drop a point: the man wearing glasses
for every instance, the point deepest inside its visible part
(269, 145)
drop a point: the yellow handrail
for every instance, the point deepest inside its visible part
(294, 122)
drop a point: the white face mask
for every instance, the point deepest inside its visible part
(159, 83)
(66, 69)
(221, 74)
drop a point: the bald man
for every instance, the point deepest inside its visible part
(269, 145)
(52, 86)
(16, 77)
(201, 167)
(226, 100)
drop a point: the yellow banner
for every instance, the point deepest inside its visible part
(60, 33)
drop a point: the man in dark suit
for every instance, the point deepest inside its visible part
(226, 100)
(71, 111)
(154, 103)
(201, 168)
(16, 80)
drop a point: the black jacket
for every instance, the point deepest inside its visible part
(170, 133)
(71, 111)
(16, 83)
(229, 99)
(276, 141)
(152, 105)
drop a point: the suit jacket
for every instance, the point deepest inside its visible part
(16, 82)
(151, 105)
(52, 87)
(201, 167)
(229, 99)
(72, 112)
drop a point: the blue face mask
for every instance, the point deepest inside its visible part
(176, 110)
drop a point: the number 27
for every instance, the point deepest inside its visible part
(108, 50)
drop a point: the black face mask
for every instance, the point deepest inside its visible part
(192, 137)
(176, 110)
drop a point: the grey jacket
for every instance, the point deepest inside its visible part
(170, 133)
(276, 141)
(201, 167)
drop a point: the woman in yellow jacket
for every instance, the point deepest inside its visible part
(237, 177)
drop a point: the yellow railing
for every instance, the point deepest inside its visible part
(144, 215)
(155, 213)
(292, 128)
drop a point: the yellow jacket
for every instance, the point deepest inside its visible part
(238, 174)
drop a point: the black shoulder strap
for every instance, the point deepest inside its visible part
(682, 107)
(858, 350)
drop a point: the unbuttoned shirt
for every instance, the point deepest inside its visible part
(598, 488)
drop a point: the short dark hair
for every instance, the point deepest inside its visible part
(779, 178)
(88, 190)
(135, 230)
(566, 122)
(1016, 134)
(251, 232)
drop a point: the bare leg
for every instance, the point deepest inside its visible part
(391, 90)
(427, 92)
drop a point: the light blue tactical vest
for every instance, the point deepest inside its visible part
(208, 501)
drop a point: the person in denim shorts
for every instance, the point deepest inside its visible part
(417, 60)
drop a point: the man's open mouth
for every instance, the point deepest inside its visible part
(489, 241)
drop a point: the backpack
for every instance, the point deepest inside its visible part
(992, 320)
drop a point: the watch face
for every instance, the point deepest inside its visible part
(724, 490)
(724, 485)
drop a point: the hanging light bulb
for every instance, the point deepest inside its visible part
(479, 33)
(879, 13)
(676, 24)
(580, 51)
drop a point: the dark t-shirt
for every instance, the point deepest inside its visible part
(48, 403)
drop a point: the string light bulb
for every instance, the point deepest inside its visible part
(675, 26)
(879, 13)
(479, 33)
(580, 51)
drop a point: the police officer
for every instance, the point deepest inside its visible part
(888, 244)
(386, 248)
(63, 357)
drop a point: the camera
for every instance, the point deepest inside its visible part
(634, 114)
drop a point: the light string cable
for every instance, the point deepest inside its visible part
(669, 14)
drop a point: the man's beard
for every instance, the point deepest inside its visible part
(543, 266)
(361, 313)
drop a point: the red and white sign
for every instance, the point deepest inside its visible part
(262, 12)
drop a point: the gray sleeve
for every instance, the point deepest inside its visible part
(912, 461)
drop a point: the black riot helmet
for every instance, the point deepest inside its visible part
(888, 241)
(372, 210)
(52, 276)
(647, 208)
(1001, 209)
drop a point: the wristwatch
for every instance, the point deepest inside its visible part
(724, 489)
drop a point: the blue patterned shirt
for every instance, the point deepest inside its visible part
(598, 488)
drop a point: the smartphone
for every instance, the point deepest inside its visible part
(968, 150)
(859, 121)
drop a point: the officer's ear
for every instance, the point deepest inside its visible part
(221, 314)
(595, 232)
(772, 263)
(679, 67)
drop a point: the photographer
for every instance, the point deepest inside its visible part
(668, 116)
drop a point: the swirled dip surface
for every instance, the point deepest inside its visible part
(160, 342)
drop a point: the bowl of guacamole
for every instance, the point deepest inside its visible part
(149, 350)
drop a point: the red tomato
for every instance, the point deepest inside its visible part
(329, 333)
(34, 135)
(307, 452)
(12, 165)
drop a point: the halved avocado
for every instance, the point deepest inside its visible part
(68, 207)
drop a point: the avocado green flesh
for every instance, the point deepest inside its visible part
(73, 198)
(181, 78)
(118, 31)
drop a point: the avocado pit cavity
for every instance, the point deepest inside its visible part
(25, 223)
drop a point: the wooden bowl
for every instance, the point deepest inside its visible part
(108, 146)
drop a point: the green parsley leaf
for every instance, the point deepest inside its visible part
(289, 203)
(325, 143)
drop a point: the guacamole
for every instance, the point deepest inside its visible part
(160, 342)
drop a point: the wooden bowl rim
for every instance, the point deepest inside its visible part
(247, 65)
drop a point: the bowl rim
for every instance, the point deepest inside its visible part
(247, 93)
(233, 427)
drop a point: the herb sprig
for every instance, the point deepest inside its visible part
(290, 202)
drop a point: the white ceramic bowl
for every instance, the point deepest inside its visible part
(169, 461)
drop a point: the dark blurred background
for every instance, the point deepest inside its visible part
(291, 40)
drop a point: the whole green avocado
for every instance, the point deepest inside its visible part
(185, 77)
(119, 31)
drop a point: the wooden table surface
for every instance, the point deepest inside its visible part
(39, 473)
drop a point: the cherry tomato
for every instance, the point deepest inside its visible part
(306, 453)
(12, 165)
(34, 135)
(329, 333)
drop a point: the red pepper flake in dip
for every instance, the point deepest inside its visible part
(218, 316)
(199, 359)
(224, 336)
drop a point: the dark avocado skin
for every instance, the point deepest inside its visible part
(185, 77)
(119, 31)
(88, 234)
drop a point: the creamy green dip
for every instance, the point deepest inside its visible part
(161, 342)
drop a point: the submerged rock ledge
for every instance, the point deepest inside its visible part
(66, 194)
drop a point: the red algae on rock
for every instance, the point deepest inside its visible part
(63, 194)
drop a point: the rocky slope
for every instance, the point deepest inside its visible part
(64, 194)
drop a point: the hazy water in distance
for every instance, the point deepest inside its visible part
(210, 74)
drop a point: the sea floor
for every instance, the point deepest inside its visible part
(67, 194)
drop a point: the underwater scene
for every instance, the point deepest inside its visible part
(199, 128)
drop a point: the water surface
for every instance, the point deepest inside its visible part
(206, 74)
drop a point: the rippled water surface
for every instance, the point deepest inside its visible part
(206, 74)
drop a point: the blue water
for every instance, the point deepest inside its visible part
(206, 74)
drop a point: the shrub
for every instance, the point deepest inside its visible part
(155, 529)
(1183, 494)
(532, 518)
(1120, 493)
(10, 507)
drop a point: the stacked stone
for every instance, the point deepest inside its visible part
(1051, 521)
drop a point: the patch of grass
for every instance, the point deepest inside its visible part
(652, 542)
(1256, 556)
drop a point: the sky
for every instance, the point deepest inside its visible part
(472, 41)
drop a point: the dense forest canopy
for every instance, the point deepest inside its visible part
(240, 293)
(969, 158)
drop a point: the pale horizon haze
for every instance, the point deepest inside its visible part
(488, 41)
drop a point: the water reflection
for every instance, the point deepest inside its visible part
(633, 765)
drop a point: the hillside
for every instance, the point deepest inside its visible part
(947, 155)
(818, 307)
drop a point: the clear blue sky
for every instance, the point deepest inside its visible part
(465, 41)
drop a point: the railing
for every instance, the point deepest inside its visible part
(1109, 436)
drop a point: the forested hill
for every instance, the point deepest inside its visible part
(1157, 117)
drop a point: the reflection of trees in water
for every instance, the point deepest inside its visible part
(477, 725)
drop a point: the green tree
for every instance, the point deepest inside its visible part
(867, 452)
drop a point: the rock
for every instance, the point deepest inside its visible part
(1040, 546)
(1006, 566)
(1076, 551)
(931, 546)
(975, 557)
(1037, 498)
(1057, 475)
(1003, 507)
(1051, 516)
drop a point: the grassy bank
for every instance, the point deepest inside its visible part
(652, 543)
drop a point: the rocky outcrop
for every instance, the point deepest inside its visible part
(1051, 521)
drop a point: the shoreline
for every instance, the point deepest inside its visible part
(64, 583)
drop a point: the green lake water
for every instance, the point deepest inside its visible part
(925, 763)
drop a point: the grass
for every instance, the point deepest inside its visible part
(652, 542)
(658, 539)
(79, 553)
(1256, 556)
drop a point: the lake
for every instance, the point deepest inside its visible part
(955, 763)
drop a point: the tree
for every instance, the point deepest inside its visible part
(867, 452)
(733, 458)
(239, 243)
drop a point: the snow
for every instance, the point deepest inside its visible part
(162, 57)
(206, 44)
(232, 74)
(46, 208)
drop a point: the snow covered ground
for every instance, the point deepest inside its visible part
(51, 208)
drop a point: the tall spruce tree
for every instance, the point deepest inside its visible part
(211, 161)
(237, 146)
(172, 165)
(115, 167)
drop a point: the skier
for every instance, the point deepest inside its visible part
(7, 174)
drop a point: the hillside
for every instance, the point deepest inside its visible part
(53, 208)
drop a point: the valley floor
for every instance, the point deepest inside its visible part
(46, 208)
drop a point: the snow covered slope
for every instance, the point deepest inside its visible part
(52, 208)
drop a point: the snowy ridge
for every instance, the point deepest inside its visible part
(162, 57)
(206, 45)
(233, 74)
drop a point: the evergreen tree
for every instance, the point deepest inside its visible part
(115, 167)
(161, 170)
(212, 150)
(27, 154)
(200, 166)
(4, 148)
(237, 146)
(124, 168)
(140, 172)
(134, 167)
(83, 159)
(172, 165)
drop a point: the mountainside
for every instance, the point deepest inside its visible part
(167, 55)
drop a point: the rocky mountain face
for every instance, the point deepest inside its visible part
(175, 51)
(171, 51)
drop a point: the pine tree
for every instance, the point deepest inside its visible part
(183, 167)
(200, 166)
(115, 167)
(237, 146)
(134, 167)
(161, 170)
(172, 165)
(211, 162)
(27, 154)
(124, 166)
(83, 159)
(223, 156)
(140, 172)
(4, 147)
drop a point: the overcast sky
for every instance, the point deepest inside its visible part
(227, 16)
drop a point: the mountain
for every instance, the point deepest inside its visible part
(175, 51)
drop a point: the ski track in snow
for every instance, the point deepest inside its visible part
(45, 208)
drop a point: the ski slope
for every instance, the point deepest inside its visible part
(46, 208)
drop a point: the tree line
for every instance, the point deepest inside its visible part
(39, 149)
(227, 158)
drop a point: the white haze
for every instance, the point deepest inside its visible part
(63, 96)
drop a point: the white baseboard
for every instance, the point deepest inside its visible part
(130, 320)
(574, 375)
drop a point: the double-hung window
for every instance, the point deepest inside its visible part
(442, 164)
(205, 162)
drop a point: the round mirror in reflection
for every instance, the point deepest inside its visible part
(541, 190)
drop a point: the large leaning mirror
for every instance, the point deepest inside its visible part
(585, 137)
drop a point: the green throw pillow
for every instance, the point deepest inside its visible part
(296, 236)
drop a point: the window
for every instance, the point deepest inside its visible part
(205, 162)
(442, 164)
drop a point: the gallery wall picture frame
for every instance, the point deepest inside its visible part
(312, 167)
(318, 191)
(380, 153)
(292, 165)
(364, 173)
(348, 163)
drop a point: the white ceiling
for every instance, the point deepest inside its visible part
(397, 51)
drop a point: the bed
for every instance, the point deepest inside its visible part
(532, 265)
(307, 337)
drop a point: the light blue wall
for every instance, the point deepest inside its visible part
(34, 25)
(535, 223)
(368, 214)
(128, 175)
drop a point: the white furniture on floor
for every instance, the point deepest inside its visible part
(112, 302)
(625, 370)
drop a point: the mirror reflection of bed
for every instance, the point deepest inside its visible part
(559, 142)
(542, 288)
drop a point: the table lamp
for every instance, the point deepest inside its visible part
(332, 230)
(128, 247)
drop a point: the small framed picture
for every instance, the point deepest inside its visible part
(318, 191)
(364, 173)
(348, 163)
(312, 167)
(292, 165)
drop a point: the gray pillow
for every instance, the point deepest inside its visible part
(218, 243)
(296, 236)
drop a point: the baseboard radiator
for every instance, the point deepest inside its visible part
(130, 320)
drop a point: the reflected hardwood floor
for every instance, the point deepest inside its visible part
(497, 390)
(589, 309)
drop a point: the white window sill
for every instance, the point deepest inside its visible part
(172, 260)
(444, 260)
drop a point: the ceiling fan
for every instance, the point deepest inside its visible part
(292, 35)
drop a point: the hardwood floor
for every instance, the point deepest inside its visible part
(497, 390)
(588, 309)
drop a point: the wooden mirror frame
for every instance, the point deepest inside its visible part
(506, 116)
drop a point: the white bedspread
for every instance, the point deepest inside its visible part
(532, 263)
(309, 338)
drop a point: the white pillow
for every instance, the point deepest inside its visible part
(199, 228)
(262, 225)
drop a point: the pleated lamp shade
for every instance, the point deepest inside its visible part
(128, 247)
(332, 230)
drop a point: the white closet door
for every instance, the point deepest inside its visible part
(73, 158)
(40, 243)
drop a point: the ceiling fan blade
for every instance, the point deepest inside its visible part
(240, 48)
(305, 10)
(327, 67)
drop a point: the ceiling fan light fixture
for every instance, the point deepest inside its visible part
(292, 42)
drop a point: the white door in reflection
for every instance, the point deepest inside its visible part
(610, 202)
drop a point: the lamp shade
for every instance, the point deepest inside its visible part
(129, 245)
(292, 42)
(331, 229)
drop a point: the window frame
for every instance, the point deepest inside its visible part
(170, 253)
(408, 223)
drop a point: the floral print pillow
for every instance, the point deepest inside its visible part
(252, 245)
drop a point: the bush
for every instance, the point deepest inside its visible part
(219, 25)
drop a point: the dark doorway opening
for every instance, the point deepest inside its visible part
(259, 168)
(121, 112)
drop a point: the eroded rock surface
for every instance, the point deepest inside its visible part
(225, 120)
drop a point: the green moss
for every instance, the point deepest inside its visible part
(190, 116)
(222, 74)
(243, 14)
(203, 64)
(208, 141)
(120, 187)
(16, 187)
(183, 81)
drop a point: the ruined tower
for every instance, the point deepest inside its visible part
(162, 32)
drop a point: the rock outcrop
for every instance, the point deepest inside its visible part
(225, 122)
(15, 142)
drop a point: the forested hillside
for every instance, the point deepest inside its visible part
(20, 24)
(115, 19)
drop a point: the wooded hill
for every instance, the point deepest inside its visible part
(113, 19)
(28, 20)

## Work instruction
What lines in the material above hold the word "outcrop"? Pull them out.

## Output of the exercise
drop a point: the rocky outcrop
drop a point: the rock outcrop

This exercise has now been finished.